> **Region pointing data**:
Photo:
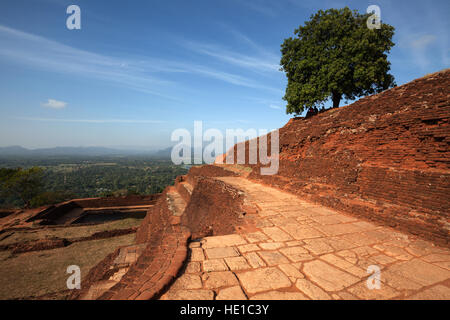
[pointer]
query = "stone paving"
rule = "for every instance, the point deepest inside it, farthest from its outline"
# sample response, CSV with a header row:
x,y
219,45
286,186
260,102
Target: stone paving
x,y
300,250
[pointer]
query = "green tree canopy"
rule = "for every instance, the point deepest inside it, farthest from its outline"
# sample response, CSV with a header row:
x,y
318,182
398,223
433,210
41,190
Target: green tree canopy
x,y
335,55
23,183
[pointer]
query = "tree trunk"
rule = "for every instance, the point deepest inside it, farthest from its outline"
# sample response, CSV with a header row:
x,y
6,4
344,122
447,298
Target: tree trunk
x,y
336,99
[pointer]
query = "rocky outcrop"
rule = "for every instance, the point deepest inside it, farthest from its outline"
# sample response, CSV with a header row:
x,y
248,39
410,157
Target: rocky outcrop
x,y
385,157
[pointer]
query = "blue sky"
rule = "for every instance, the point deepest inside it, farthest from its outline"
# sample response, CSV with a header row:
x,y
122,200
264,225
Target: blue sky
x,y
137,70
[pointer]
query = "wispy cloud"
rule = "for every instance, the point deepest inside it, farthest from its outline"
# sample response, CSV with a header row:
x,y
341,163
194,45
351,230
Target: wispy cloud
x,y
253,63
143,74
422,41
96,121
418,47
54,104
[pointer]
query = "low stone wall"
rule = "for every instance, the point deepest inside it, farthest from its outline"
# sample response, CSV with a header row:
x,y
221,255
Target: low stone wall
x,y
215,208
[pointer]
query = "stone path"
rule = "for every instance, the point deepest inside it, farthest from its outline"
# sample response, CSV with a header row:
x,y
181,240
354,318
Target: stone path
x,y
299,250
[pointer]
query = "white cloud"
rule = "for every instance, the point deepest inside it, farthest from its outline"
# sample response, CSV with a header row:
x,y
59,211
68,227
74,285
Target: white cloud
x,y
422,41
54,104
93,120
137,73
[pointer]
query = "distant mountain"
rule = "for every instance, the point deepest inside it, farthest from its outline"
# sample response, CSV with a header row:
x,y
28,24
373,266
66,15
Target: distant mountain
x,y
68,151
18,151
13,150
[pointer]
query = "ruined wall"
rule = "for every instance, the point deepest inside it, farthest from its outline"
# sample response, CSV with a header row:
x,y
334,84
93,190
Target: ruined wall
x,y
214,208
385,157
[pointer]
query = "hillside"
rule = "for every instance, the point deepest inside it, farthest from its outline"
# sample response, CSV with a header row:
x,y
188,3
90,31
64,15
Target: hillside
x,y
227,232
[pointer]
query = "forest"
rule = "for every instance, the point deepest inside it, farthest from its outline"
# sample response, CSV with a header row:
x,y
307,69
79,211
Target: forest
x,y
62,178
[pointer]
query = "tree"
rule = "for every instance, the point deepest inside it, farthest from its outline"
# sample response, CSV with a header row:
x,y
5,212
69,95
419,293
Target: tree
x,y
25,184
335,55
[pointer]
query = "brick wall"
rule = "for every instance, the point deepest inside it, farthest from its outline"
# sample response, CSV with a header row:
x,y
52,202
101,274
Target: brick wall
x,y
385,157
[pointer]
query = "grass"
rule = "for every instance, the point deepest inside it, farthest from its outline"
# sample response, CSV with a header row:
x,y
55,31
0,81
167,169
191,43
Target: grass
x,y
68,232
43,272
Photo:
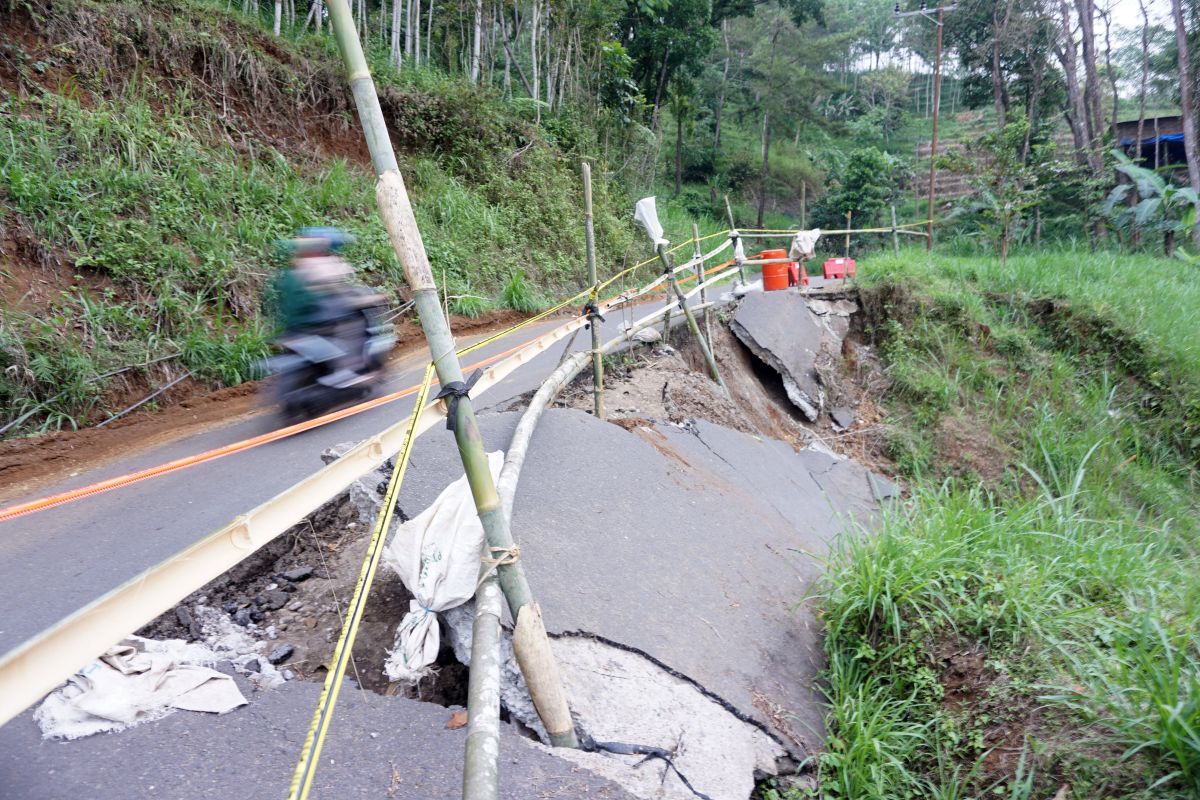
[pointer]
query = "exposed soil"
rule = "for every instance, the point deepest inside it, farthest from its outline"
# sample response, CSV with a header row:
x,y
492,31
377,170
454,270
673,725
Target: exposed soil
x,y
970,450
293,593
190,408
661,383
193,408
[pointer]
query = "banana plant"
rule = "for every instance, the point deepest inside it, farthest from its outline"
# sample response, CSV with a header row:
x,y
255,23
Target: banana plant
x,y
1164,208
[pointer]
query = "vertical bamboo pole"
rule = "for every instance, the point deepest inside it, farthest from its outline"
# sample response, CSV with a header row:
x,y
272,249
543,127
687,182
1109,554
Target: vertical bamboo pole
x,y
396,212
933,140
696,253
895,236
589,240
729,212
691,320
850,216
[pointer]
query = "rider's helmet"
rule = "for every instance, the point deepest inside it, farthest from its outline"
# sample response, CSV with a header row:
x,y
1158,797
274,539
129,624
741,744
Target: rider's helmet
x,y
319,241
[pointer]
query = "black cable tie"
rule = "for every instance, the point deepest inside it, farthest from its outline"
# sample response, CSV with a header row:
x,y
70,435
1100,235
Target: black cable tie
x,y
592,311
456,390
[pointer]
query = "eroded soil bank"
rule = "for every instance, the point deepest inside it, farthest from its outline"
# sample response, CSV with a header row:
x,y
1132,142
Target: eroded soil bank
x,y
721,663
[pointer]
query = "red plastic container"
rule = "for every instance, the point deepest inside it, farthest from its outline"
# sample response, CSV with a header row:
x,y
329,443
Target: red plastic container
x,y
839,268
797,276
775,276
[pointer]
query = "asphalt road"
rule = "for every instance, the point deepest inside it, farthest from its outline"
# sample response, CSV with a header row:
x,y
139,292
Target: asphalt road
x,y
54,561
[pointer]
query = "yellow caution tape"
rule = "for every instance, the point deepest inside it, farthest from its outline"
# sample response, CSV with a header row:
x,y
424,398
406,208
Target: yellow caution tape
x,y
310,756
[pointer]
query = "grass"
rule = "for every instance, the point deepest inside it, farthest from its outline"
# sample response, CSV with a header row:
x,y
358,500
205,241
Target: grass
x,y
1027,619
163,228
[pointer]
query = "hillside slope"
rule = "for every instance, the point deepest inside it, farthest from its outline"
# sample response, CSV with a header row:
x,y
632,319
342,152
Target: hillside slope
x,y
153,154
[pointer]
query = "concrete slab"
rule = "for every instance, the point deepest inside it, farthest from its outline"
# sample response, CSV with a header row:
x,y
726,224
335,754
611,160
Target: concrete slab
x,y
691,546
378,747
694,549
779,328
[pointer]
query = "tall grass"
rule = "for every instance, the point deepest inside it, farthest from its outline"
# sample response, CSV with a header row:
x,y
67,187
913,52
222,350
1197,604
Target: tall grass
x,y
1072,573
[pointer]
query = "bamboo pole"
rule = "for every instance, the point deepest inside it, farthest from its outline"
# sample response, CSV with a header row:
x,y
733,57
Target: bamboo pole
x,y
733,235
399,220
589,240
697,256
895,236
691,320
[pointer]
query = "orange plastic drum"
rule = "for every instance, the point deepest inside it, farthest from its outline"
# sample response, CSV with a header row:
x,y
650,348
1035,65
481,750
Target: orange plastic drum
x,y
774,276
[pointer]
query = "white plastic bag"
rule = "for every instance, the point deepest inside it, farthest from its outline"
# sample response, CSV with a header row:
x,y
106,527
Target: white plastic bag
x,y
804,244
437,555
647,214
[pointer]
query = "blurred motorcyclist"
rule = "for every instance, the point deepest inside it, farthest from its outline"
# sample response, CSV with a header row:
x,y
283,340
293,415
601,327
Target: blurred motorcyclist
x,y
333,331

> **Work instructions**: Leave the pictures out, and transcribe each of the records exactly.

> **Completed exercise**:
Photo:
[pointer]
query = "stone paving"
rule = "for every instance, the point deepest inside it, farthest from its outline"
# sample response, CSV with a header row:
x,y
219,45
286,186
260,102
Target: stone paving
x,y
300,250
[pointer]
query = "green tree canopy"
rule = "for every instance, the point deepest inside it, farthest from its outline"
# sample response, CSV with a header row:
x,y
318,182
398,223
433,210
41,190
Target: green tree canopy
x,y
335,55
23,183
[pointer]
query = "tree trunk"
rule = "for every instance, the point deepest inside it, farthest from its outline"
# sample response, CSV with a header row:
x,y
6,4
344,122
447,298
Target: tree trunk
x,y
336,99
[pointer]
query = "rocky outcrop"
rule = "for every instance, the point deepest inside it, farthest from its outline"
# sample response, CSV with a header row:
x,y
248,39
410,157
Target: rocky outcrop
x,y
385,157
[pointer]
query = "blue sky"
rule = "for every instance, the point deepest inside it, farthest from its outline"
# sample response, CSV with a header row:
x,y
122,200
264,225
Target: blue sky
x,y
137,70
[pointer]
query = "wispy cloud"
rule = "for every instance, the point deepest inside it, farthest from its outline"
# sample response, CSV with a header row:
x,y
341,163
194,45
351,230
Target: wispy cloud
x,y
253,63
143,74
422,41
96,121
418,47
54,104
[pointer]
query = "low stone wall"
rule = "for every instance, the point deepest inside it, farthest from its outline"
# sample response, CSV with a header row:
x,y
221,255
Target: low stone wall
x,y
215,208
[pointer]
query = "stone path"
rule = "for every instance, the point deepest inside it, farthest from its outline"
# sample response, CSV with a header row:
x,y
181,240
354,318
Target: stone path
x,y
299,250
[pointer]
query = "white cloud"
rule = "for every instance, the point deepest inside it, farthest from its outline"
# sample response, CSV with a header row:
x,y
59,211
68,227
74,285
Target: white cloud
x,y
422,41
54,104
93,120
137,73
[pointer]
query = "distant mountain"
rule = "for every instance, the point deepest inside it, farthest from its outline"
# sample response, CSV with a header row:
x,y
28,24
373,266
66,15
Target: distant mountain
x,y
68,151
18,151
13,150
[pointer]
query = "ruined wall"
rule = "for every instance, the point deepest inside it, farthest from its outline"
# sample response, CSV with a header row:
x,y
334,84
93,190
Target: ruined wall
x,y
214,208
385,157
[pointer]
query = "hillside"
rule = "for every instance, the point deepest inside it, farthest from its outline"
# sample response, CSV with a header row:
x,y
188,3
90,31
64,15
Target: hillside
x,y
227,232
[pointer]
query = "forest"
rule = "for every instance, the point deepest inside it, farthest from its outline"
# sample response, CSV with a header row:
x,y
307,69
79,211
Target: forest
x,y
62,178
[pointer]
query = "tree"
rule = "for every instance, the point deepest inside it, farthest from its outline"
# sample response, CSV with a header row:
x,y
5,212
69,95
419,293
Target: tree
x,y
25,184
335,55
[pointer]
query = "brick wall"
rule = "for every instance, the point deepest inside it, farthest from its outline"
# sample response, CSV with a header row:
x,y
52,202
101,274
Target: brick wall
x,y
385,157
[pointer]
query = "grass"
rule = "for every instance, the point deepest inside it, farthest from its outline"
# sample response, CSV with a header row:
x,y
55,31
0,81
167,169
191,43
Target: grass
x,y
68,232
43,272
Photo:
[pointer]
query = "exposed soil"
rule = "for every instance, the point deepest inside it, farthest from its outline"
# sample response, CSV with a header row:
x,y
492,31
377,170
454,270
673,725
Target: exposed soil
x,y
970,450
293,593
190,408
661,383
193,408
[pointer]
query = "banana plant"
rule = "for every instance, the point deepest inside it, farthest from its outline"
# sample response, CSV with a header row:
x,y
255,23
Target: banana plant
x,y
1164,208
[pointer]
query = "vertical bamboo pole"
rule = "for every instance, the point deepest inside it, farthest from its outline"
# sample response, CSV with a header row:
x,y
272,249
543,127
687,182
1109,554
Target: vertical bamboo pole
x,y
396,212
933,140
696,253
895,236
589,240
729,212
691,320
850,216
[pointer]
query = "rider's helmet"
rule = "for every instance, the point deepest inside it, farthest from its outline"
# sample response, CSV with a header row:
x,y
1158,797
274,539
129,624
741,744
Target: rider's helmet
x,y
319,241
[pointer]
query = "black cable tie"
rule = "for every instance, the point deepest inside it, farthest from its outline"
# sample response, CSV with a header row:
x,y
70,435
1100,235
Target: black cable tie
x,y
592,311
456,390
[pointer]
query = "eroded soil bank"
rule = "for every instance, the point deepest inside it, farthest from its outline"
# sample response, CSV with a header row:
x,y
1132,142
Target: eroded soil bank
x,y
721,663
[pointer]
query = "red plastic container"
rule = "for every instance, the point deepest inside it, farthest from its outline"
# sample response, CSV with a header row:
x,y
329,443
Target: red plastic container
x,y
839,268
797,276
775,276
[pointer]
query = "asphalt road"
rule = "for every instance, the point deepest inside it, farthest from its outline"
# sample response, CSV with a header row:
x,y
139,292
Target: asphalt road
x,y
54,561
[pointer]
query = "yellow caution tape"
rule = "for every instance, the point deepest inside it, farthest from its outline"
# sample response, CSV with a header row:
x,y
424,398
406,208
Target: yellow caution tape
x,y
310,756
[pointer]
query = "grass"
rule = "for every instance, the point deepest inside it, farthest from its outline"
# sample response, CSV with a header row:
x,y
358,500
205,241
Target: grass
x,y
1027,619
163,228
[pointer]
query = "hillside slope"
rule = "for every instance, the point deepest inside it, farthest from its outline"
# sample response, CSV with a header row:
x,y
632,319
342,152
Target: hillside slope
x,y
153,154
[pointer]
query = "concrete slab"
rule = "for every instance, the point deepest inside it, farthest from its outline"
# sample response, CSV with a header row:
x,y
726,224
335,754
611,160
Target: concrete slab
x,y
691,546
378,747
694,549
779,328
[pointer]
query = "tall grass"
rule = "for every instance, the point deepest inside it, farthest from its outline"
# sample response, CSV with a header row:
x,y
67,187
913,52
222,350
1197,604
Target: tall grass
x,y
1072,573
[pointer]
query = "bamboo pole"
rule = "for every instance, the point deepest inside it, farthest from its outline"
# sample response, CSV with a header row:
x,y
733,57
Target: bamboo pole
x,y
733,235
399,220
589,240
697,256
895,236
691,320
[pointer]
query = "orange plastic drum"
rule = "for every instance, the point deepest inside it, farthest from its outline"
# sample response, CSV with a header row:
x,y
650,348
1035,65
481,750
Target: orange plastic drum
x,y
774,276
[pointer]
query = "white plastic bag"
rule = "for every instance, the point deepest inside it, farthest from its outline"
# sample response, CSV with a header row:
x,y
106,527
Target: white plastic bag
x,y
804,244
437,555
647,214
[pointer]
query = "blurred motorcyclist"
rule = "for every instance, the point deepest inside it, farthest from its outline"
# sample response, CSV with a header row:
x,y
283,340
293,415
601,327
Target: blurred motorcyclist
x,y
333,331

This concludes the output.